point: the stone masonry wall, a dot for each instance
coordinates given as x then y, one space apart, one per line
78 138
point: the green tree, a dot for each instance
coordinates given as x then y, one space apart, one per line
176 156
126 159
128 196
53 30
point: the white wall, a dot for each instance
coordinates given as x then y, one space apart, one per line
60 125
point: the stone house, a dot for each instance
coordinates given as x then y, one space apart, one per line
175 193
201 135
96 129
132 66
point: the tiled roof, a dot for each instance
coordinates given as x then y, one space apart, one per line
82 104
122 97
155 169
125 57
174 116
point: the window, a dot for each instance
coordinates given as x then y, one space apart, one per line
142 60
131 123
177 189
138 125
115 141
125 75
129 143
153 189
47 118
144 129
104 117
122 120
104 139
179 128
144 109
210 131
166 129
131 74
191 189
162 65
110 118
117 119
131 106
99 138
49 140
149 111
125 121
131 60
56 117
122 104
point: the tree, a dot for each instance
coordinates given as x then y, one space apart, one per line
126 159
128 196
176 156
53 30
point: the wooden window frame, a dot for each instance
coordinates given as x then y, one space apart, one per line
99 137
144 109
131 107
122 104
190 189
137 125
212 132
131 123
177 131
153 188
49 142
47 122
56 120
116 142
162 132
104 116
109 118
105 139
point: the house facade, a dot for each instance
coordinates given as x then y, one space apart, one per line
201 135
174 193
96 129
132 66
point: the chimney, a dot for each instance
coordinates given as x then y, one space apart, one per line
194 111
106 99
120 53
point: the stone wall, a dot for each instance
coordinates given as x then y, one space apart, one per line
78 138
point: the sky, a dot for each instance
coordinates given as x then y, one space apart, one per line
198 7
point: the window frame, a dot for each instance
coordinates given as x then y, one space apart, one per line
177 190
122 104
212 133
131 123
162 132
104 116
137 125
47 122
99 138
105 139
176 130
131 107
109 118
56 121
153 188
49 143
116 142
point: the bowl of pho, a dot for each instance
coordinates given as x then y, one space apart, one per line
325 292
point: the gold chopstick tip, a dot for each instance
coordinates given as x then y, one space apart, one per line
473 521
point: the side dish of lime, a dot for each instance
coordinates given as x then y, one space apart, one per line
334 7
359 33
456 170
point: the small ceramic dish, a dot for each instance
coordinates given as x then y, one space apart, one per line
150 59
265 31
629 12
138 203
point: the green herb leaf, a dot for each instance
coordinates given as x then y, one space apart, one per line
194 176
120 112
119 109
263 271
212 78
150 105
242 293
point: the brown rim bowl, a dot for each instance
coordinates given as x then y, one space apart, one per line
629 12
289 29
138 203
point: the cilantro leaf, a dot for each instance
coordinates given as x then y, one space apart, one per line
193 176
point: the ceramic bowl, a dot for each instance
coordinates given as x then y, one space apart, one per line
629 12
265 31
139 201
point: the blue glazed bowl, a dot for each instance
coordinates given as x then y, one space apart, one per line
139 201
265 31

§ §

== Qué entregar ==
Copia todos los datos anteriores línea por línea, sin alterar nada, por favor.

== Resultado del ejercicio ==
point: the stone masonry wall, a dot for each instance
coordinates given as x then y, one space apart, one per line
78 138
point: the green tree, a dot for each instance
coordinates given as x then y, one space apart, one per line
176 156
126 159
128 196
53 30
point: the white wall, a dot for each instance
coordinates given as x then y, one space apart, one per line
60 125
point: the stone house, a dot for each instance
coordinates given as x then y, one space apart, one per line
175 193
201 135
96 129
132 66
point: the tiled roof, a dot for each instance
coordinates given as x then y, one space apart, one per line
82 104
122 97
155 169
125 57
174 116
point: the window, a dot for each instance
coordinates given as x then y, one space apart, one per line
142 60
131 123
177 189
138 125
115 141
125 75
129 143
153 189
47 118
144 129
104 117
122 120
104 139
179 128
144 109
210 131
166 129
131 74
191 189
162 65
110 118
117 119
131 106
99 138
49 140
149 111
125 121
131 60
56 117
122 104
point: the tree, a dot for each instance
coordinates given as x then y, one space apart, one per line
126 159
128 196
176 156
53 30
point: the wooden window frame, a dot for each instance
coordinates given as x then y, one space apart, one per line
99 137
144 109
131 107
122 104
190 189
137 125
212 132
131 123
177 131
153 188
49 142
47 122
56 120
116 142
162 132
104 116
109 118
105 139
point: the house facade, a dot for each instance
coordinates given as x then y, one space apart, one per line
201 135
174 193
96 129
132 66
point: the chimney, a dot for each instance
coordinates given as x then y, one space apart, one per line
194 111
106 99
120 53
point: the stone wall, a dot for each instance
coordinates given as x then y, one space apart, one per line
78 138
point: the sky, a dot for each instance
coordinates given as x then y, one space apart, one per line
198 7
point: the window frame, a dot for each instance
coordinates given as x then y, one space apart, one per line
177 190
122 104
212 133
131 123
162 132
104 116
137 125
47 122
99 138
105 139
176 130
131 107
109 118
56 121
153 188
49 143
116 142
point: the bowl of pho, a dot for each instance
coordinates given as x then y, one space apart, one per line
325 292
point: the gold chopstick tip, a dot for each instance
coordinates given as x then y, one space apart, one per line
473 521
point: the side dish of lime, a dot for each instance
coordinates given as x then y, one space apart, one per line
334 7
359 33
456 170
point: the small ceramic dish, a dot for each instance
coordinates given as x then y, one space apart, one per line
150 59
265 31
629 12
138 203
point: the green herb leaf, a dot for each instance
coordinates given as x then y, one space apart, one per line
194 176
120 112
119 109
263 271
212 78
150 105
242 293
point: the brown rim bowl, a dot for each instance
coordinates given as x then y, one space apart, one per line
629 12
289 29
138 203
point: the cilantro leaf, a dot for each instance
coordinates given as x then y, one space apart, one per line
193 176
point: the ceramic bowl, a dot for each instance
coordinates given as x then y, one space apart, one per line
629 12
265 31
139 201
point: the blue glazed bowl, a dot for each instance
coordinates given as x then y, one space apart, one per line
139 201
265 31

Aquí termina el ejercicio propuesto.